EXERCISE DESCRIPTION —
Rewrite the rows from the line containing "find litter bin" through the last row, requests included, and shift every point coordinate in the answers by adding 106 to it. Leave the numbers in the requests and in their format samples unchanged.

DATA SECTION —

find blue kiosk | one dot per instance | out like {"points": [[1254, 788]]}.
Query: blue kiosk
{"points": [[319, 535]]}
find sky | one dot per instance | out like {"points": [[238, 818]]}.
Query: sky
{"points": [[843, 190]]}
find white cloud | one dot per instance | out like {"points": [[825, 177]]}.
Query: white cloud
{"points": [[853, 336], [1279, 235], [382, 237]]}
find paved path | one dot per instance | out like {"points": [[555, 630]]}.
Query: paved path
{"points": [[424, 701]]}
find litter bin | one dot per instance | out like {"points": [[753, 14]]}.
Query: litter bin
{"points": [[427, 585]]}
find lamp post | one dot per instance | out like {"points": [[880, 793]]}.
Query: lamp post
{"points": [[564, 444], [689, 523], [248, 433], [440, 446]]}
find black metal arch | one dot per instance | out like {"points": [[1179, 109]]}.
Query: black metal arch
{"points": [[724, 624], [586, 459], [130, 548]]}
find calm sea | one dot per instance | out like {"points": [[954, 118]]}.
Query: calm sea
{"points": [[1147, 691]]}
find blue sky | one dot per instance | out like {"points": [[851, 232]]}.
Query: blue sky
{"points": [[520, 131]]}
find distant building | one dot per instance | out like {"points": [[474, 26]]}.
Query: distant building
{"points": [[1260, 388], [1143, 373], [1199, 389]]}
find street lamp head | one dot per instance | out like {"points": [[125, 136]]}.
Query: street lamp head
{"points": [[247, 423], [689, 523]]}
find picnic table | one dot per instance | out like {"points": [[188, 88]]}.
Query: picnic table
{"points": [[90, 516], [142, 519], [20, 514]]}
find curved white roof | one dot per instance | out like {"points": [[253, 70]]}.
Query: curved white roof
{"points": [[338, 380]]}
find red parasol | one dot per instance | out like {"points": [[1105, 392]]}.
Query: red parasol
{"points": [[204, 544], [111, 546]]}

WRITTEN RESPONSE —
find litter bin | one dot per instance | out like {"points": [[753, 14]]}.
Query: litter bin
{"points": [[533, 691]]}
find lamp post | one dot per instance | out like {"points": [[880, 793]]}.
Query: lamp post
{"points": [[670, 550], [795, 629], [354, 539], [546, 552]]}
find black metal arch | one dot per instance | out like {"points": [[1179, 109]]}.
Query: black metal arch
{"points": [[830, 730], [692, 565], [236, 654]]}
find calm sea | one dot per instance | out like {"points": [[954, 118]]}.
Query: calm sea
{"points": [[1253, 797]]}
find blue sky | one dot per instance | out like {"points": [[851, 232]]}.
Query: blue sky
{"points": [[626, 237]]}
find distant building | one dot per instance | out like {"points": [[474, 26]]}.
Query: distant building
{"points": [[1366, 494], [1249, 479], [1305, 495]]}
find street lamp head | one dot per instance | out like {"points": [[125, 136]]}.
Query: street lamp head
{"points": [[353, 529], [795, 629]]}
find picnic table | one dot per instance | out like {"points": [[188, 88]]}.
Query: picnic table
{"points": [[196, 622], [248, 625], [126, 620]]}
find curved white roof | one dot per instance | out like {"points": [[253, 70]]}.
Query: curved white roof
{"points": [[444, 486]]}
find red parasol | one dot per instance | out like {"points": [[1105, 392]]}.
Query: red parasol
{"points": [[310, 650], [217, 652]]}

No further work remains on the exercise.